begin

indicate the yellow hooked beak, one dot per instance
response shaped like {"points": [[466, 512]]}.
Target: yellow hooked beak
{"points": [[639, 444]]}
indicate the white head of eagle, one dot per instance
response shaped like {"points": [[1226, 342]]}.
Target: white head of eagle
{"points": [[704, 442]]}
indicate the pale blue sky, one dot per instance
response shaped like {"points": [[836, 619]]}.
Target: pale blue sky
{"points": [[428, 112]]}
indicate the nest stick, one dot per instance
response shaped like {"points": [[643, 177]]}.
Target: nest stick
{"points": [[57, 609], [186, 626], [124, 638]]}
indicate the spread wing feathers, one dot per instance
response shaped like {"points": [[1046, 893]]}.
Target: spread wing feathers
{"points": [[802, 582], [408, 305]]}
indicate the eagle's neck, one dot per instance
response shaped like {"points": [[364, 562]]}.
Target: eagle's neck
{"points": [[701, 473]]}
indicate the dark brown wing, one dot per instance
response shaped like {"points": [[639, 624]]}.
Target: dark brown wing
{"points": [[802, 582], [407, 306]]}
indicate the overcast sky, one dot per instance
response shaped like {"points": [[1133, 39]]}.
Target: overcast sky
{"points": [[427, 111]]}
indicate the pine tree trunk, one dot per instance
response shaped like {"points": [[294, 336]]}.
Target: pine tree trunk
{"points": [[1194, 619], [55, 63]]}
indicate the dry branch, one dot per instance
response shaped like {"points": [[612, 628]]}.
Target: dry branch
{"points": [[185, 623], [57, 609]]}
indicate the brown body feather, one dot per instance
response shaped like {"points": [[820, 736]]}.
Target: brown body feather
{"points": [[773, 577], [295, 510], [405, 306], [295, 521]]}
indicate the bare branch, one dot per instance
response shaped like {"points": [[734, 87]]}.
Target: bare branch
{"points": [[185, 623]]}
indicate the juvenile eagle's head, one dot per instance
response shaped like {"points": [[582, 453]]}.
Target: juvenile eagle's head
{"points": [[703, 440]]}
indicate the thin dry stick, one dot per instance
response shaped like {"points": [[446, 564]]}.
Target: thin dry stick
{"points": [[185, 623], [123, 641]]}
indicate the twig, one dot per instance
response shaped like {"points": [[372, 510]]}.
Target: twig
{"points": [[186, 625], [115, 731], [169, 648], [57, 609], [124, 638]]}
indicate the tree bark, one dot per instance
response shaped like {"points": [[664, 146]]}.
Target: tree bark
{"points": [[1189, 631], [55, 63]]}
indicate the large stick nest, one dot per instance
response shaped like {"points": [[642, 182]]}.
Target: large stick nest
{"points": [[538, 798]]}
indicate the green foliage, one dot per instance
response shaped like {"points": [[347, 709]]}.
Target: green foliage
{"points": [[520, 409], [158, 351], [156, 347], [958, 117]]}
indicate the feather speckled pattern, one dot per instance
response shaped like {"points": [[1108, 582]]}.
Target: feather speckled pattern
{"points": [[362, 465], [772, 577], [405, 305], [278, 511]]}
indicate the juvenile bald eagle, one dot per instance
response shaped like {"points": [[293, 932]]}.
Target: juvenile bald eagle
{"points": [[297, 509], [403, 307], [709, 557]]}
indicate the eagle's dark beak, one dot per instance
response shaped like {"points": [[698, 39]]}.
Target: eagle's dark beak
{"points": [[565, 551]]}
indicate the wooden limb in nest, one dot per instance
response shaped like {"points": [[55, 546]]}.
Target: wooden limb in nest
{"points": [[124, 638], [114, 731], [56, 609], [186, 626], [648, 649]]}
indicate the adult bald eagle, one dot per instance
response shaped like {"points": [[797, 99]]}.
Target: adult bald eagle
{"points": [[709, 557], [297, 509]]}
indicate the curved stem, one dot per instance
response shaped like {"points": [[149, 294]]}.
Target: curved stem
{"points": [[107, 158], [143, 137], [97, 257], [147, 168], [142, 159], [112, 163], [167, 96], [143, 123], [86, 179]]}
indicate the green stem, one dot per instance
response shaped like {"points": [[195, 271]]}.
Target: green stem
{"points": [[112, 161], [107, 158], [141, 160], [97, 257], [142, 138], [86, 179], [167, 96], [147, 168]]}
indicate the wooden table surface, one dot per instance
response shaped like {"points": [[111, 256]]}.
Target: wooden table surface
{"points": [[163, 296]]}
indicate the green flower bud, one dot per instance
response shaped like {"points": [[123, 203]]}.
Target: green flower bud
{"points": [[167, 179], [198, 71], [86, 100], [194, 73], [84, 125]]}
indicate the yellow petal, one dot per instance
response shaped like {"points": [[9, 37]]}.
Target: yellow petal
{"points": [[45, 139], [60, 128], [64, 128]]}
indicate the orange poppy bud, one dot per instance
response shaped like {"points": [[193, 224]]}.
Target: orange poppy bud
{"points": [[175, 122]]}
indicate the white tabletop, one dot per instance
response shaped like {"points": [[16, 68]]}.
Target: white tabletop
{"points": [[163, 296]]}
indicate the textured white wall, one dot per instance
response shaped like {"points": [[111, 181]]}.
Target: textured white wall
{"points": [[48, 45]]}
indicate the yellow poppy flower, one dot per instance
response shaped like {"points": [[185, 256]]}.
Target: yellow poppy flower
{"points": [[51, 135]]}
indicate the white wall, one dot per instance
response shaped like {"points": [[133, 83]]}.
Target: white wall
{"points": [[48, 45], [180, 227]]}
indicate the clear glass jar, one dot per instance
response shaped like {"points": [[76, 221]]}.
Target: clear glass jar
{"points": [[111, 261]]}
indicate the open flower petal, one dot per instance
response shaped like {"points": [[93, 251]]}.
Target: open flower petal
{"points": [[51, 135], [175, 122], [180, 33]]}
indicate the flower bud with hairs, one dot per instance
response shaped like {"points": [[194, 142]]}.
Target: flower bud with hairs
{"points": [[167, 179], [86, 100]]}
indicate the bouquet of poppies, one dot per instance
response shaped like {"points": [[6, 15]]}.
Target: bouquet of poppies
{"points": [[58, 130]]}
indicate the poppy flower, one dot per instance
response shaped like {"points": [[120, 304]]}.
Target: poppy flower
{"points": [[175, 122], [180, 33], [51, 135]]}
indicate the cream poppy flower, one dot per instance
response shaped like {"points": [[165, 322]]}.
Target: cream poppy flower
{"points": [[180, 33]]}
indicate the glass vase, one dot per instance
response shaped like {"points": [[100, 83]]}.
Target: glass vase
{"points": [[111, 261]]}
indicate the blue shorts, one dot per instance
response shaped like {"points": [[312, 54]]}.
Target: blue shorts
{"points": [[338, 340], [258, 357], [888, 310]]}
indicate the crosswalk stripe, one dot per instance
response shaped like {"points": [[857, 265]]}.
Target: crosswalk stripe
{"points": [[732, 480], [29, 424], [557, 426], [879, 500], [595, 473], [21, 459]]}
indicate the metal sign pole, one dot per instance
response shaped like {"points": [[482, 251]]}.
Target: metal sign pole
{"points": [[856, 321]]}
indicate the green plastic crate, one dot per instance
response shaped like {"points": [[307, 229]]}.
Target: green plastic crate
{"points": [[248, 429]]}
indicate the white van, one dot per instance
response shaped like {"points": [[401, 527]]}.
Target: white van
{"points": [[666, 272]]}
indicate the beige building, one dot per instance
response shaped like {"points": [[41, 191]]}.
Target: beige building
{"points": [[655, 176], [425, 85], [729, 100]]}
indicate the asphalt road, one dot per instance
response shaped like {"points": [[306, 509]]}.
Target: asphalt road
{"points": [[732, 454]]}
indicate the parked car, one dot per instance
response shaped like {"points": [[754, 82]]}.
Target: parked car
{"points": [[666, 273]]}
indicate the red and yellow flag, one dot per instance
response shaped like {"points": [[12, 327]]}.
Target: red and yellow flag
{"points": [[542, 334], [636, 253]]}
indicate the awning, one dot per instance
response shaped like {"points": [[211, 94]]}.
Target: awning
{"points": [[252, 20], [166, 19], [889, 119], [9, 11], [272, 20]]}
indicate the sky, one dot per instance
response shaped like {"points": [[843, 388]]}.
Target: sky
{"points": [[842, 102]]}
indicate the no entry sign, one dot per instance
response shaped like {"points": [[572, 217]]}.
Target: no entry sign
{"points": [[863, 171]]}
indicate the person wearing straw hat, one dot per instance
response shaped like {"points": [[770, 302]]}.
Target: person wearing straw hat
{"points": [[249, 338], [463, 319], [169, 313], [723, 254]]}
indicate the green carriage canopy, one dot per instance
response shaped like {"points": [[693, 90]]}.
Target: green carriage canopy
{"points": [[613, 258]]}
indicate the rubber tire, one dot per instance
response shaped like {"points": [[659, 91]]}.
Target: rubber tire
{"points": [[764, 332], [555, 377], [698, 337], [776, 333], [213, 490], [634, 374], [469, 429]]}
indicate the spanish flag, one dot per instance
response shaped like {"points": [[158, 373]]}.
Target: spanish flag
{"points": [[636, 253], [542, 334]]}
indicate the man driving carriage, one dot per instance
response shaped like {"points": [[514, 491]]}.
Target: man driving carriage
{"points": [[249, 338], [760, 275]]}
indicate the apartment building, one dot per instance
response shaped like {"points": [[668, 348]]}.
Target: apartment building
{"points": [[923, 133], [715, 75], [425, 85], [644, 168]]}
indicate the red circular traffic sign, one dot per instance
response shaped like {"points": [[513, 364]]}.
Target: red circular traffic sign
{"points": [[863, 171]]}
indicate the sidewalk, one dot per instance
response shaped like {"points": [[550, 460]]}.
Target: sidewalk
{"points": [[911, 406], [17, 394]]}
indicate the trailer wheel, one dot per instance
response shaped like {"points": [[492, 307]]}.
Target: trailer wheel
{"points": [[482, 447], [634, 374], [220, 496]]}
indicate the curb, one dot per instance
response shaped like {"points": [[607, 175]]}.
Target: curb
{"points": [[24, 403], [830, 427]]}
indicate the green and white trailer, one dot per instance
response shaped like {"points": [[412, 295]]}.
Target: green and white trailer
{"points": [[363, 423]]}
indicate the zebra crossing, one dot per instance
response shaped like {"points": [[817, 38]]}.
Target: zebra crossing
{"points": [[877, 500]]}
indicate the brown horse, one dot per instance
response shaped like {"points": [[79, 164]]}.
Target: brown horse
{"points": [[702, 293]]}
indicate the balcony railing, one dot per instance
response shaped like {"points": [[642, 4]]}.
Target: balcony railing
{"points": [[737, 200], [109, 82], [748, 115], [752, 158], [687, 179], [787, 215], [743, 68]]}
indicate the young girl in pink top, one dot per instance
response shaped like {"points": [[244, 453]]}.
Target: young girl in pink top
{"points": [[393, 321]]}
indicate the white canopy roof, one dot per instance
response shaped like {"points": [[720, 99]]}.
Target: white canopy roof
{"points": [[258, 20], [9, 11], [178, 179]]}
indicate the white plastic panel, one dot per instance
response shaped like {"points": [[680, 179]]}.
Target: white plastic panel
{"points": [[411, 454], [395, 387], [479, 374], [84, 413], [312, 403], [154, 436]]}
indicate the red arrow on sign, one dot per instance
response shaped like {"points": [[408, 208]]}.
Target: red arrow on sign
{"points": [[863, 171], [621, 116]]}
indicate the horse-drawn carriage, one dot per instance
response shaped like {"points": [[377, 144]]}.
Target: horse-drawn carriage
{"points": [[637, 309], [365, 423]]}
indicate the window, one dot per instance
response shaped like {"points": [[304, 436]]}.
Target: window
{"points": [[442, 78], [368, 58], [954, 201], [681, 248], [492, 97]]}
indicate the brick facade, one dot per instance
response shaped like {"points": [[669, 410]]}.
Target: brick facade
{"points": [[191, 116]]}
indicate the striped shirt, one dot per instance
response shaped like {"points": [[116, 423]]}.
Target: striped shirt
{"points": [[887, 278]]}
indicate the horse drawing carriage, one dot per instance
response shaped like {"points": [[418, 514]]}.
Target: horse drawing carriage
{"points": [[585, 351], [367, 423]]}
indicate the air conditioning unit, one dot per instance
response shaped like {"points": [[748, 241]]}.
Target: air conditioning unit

end

→ **Objective**:
From the line with "indicate the white plastic" to the last line of the material, give every line again exactly, and only those lines.

→ **The reply**:
indicate the white plastic panel, one dot per instance
response shaped like {"points": [[680, 179]]}.
Target: white plastic panel
{"points": [[411, 454], [395, 387], [479, 374], [84, 413], [312, 403], [154, 436]]}
indicate the red arrow on sign, one dot per instance
response shaped like {"points": [[408, 208]]}.
Target: red arrow on sign
{"points": [[863, 171], [621, 116]]}
indicate the horse-drawn carriage, one dot per instance
response shaped like {"points": [[377, 144]]}.
Target: horse-drawn carriage
{"points": [[637, 309], [365, 423]]}
indicate the window, one dot per instance
response shaped like {"points": [[304, 436]]}.
Target: window
{"points": [[442, 78], [368, 58], [954, 201], [681, 248], [492, 97]]}
indicate the brick facade, one dot per instance
response shaped like {"points": [[669, 410]]}.
Target: brick facade
{"points": [[191, 116]]}
indicate the striped shirt, one dot per instance
response shaped like {"points": [[116, 423]]}.
Target: striped shirt
{"points": [[887, 278]]}
indicate the horse drawing carriage, one dot per instance
response shaped like {"points": [[418, 514]]}.
Target: horse drawing carriage
{"points": [[585, 351], [367, 423]]}
indicate the air conditioning unit, one dot per instance
response shaped like {"points": [[748, 241]]}.
Target: air conditioning unit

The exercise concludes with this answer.